Tarea
Por favor, responde estas preguntas con lo que dice el texto sobre el progreso:
1. ¿Qué progresa, según el texto?
2. ¿Qué enfermedad han contraído los hombres de nuestro tiempo?
3. ¿Qué presupone un verdadero progreso?

Ingenuamente se ha pensado desde fines del siglo XVIII y durante todo el siglo XIX que la humanidad ha progresado   —228→   totalmente porque se han realizado progresos particulares. Es preciso hacer un poco de luz en ese confuso y parcial acopio de éxitos.

No se puede hablar de progreso moral. No se puede decir, por ejemplo, que el hombre del siglo XX es más moral que el hombre del siglo IX. Y es que no es la humanidad el sujeto de la moral, sino el hombre concreto de carne y hueso, el ente singular que, aunque tenga la misma estructura permanente de todo hombre, decide libre e imprevisiblemente... Tampoco cabe decir que el arte de nuestros días es muy superior, por ejemplo, al arte de Miguel Ángel o de Leonardo da Vinci. Ni tendría sentido afirmar que la filosofía de nuestros días es muy superior a la filosofía de Platón o de Aristóteles. Y es que cada artista o cada filósofo vuelve a plantearse, en carne viva, los eternos problemas del arte o de la filosofía. Lo mismo puede afirmarse de la literatura. ¿A qué se reduce, pues, el progreso? Progresa la ciencia, progresa la técnica. El hombre de nuestros días maneja técnicas cuyos fundamentos ignora, pero cuyos resultados aprovecha. «El auténtico pensamiento desaparece de la cultura. La difusión inaudita de una “pseudo ciencia” formularia e instrumental logra la temible victoria de enseñar y aprender eliminado el pensamiento. Y el hombre moderno maneja las leyes naturales, sin penetrar su sentido, como el conductor de tranvía gobierna corrientes eléctricas, de las que no tiene la menor noción».115 Los hombres de nuestro tiempo idolatran la velocidad, justamente porque creen que les llevará al progreso, aunque en realidad sólo hayan contraído una enfermedad; la insaciable prisa. Sin sentirse llamada a ninguna meta específica, sin vocación clara, la humanidad de nuestros días se ha tornado esclava del progreso; de un progreso sin sentido: ¡progreso por el progreso! Mientras tanto, el presente se evapora en aras de un progresismo inocente y filisteo.

Un verdadero progreso presupone una meta clara, fija y trascendente. La historia conduce a un fin suprahistórico y extratemporal.

Descripciones de regiones en lenguaje natural
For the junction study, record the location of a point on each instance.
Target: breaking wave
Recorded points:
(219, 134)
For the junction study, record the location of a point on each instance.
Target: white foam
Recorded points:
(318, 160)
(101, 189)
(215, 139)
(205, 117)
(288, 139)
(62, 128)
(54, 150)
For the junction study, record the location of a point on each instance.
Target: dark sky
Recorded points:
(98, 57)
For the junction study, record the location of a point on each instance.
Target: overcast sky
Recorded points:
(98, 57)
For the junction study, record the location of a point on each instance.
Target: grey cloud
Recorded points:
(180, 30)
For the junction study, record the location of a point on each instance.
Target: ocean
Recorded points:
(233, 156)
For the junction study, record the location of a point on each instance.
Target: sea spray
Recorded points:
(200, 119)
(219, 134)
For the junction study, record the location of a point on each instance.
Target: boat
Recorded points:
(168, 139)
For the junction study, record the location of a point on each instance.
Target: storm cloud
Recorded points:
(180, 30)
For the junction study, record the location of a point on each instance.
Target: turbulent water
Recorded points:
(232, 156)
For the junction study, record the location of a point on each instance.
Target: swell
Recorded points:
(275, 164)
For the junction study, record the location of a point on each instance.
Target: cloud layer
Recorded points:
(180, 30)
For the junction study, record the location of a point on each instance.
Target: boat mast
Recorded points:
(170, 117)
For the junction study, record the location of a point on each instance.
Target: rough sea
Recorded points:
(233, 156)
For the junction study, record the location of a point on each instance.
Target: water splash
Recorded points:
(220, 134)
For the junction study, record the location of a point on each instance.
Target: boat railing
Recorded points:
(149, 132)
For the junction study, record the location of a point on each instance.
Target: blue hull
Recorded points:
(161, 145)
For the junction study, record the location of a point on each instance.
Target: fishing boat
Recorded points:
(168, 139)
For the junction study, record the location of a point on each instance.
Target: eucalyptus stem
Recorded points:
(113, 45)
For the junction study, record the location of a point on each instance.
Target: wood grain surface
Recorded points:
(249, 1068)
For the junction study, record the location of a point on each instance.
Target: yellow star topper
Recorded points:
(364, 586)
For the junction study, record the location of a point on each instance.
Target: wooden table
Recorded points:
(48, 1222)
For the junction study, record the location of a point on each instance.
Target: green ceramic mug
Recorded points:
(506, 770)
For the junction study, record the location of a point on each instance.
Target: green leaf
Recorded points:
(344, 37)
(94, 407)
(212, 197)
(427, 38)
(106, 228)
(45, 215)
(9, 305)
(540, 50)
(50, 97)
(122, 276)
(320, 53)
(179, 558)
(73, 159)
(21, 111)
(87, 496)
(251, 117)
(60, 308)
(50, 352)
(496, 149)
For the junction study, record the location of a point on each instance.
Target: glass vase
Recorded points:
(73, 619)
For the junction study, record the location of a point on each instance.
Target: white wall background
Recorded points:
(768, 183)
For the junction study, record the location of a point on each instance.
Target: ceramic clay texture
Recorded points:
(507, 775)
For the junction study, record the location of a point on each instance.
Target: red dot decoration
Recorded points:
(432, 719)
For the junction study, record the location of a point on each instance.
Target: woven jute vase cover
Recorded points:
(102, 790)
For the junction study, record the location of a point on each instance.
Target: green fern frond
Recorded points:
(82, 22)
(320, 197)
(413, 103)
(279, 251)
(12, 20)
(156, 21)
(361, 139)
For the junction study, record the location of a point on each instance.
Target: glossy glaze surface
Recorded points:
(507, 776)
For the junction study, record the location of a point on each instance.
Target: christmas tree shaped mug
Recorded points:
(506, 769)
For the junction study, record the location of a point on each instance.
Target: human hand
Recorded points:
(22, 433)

Respuesta
1. La ciencia y la técnica.
2. La insaciable prisa.
3. Una meta clara, fija y trascendente.